Print every entry exactly as written.

- Records provided -
■ ■ ■ ■ ■
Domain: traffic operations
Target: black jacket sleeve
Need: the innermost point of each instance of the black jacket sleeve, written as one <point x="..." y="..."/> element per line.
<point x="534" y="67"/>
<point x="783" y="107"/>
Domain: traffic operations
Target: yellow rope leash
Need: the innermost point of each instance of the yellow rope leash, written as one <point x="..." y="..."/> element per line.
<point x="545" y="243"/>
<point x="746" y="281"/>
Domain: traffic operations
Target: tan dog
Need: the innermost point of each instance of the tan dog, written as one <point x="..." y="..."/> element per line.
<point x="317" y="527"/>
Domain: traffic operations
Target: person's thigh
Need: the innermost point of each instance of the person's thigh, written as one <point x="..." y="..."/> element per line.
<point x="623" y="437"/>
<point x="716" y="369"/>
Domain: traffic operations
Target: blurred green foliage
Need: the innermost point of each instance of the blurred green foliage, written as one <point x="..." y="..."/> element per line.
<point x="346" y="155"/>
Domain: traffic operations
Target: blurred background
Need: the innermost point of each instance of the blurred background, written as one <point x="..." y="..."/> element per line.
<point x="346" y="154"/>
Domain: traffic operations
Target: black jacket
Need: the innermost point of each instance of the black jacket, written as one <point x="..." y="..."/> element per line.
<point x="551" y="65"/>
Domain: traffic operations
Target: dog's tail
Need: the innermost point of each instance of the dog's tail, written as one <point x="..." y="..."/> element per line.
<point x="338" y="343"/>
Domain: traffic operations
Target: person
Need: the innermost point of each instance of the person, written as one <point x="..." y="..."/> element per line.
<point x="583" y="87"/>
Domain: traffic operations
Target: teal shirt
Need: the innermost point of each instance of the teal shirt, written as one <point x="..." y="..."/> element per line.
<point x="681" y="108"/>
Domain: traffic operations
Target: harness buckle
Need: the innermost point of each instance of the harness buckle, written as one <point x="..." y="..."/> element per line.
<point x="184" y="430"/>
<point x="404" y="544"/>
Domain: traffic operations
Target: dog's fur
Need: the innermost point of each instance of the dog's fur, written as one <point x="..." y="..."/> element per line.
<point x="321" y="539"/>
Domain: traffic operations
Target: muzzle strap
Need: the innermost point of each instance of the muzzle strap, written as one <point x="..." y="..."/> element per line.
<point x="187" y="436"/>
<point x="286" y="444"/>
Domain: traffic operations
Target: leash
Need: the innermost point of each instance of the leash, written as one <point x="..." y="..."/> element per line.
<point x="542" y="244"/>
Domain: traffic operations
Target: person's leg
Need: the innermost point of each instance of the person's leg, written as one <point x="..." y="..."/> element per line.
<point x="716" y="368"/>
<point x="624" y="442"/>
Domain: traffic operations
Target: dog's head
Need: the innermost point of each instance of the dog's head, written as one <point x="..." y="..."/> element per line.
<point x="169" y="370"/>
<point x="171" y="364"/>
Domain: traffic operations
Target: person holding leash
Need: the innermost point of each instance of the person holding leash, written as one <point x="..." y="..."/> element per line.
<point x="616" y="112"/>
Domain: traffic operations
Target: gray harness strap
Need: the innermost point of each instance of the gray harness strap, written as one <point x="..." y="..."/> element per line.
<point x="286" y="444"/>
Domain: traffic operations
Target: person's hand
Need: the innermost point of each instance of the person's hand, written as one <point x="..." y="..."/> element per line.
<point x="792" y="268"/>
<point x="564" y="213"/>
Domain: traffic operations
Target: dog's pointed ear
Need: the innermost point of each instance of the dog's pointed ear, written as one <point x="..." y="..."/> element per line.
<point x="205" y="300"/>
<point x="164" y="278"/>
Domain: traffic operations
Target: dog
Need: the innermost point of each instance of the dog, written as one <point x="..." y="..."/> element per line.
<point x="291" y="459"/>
■ ■ ■ ■ ■
- Full answer -
Domain: traffic operations
Target: black jacket sleeve
Need: the innermost point of each instance of the black jacket sleeve, written as one <point x="..." y="..."/> element per line.
<point x="534" y="67"/>
<point x="783" y="107"/>
Domain: traffic operations
Target: yellow rope leash
Need: the innermost point of each instance of the yellow rope leash, written as one <point x="..." y="..."/> element per line.
<point x="545" y="243"/>
<point x="746" y="281"/>
Domain: traffic operations
Target: tan dog
Need: the innermost point of each instance of the tan dog, written as one <point x="..." y="..."/> element per line.
<point x="317" y="527"/>
Domain: traffic operations
Target: person's thigh
Need: the innermost point of each instance of the person's thigh, written as one <point x="..." y="..."/> element per line.
<point x="623" y="437"/>
<point x="716" y="369"/>
Domain: traffic operations
Target: blurred green foliage
Need: the innermost point of each instance of the blurred green foliage, written as one <point x="..." y="..."/> element per line.
<point x="346" y="155"/>
Domain: traffic operations
Target: blurred background
Need: the innermost point of each instance of the blurred background, written as one <point x="..." y="..."/> element per line.
<point x="346" y="154"/>
Domain: traffic operations
Target: black jacket
Need: the innermost point of each instance of the black jacket, written as one <point x="..." y="..."/> element per line.
<point x="551" y="65"/>
Domain: traffic operations
Target: dog's tail
Need: the innermost point of each instance of the dog's tail, written as one <point x="..." y="..."/> element per line.
<point x="338" y="343"/>
Domain: traffic operations
Target: person
Need: the innermost point of each instance of the person, written as one <point x="..." y="..."/> element per line.
<point x="583" y="87"/>
Domain: traffic operations
Target: teal shirt
Need: the innermost point of each instance of the teal shirt, written as one <point x="..." y="..."/> element per line.
<point x="681" y="108"/>
Domain: traffic operations
Target: harness buckle
Need: the innermost point of each instance of the harness buckle, written as one <point x="..." y="..."/> element per line.
<point x="184" y="430"/>
<point x="404" y="544"/>
Domain: traffic operations
Target: dog's fur
Need: the innermost point of each instance of the dog's fur, written as one <point x="..." y="..."/> element per line.
<point x="321" y="539"/>
Domain: traffic operations
Target: muzzle strap
Need: the innermost point of each instance of the muzzle strap, written as one <point x="..." y="..."/> element per line.
<point x="187" y="436"/>
<point x="286" y="444"/>
Domain: traffic operations
Target: leash
Need: the innermost point of each instance of the leash, written as one <point x="..." y="..."/> element per line.
<point x="542" y="244"/>
Domain: traffic operations
Target: person's leg
Need: the innermost point of each instance of the person's leg, written as one <point x="..." y="..."/> element per line.
<point x="716" y="368"/>
<point x="624" y="442"/>
Domain: traffic operations
Target: dog's head
Need: the innermost point of each instance of the dog's head, written as one <point x="..." y="..."/> element per line.
<point x="169" y="370"/>
<point x="171" y="364"/>
Domain: traffic operations
Target: person holding leash
Need: the innermost point of each instance of the person holding leash, written as one <point x="..." y="..."/> element per line.
<point x="616" y="112"/>
Domain: traffic operations
Target: gray harness strap
Need: the innermost point of each instance of the gray harness strap, written as one <point x="..." y="..."/> element per line.
<point x="286" y="444"/>
Domain: traffic operations
Target: person's hand
Need: the innermost point of each instance of the person's hand, written as one <point x="..." y="..."/> element per line.
<point x="792" y="268"/>
<point x="564" y="213"/>
Domain: traffic operations
Target: dog's pointed ear
Need: the innermost point of each instance of the dog's pointed ear, written as one <point x="..." y="..."/> element per line.
<point x="205" y="300"/>
<point x="164" y="278"/>
Domain: traffic operations
Target: dog
Need: the innermost point of each instance of the dog, written as one <point x="..." y="..."/> element per line.
<point x="291" y="459"/>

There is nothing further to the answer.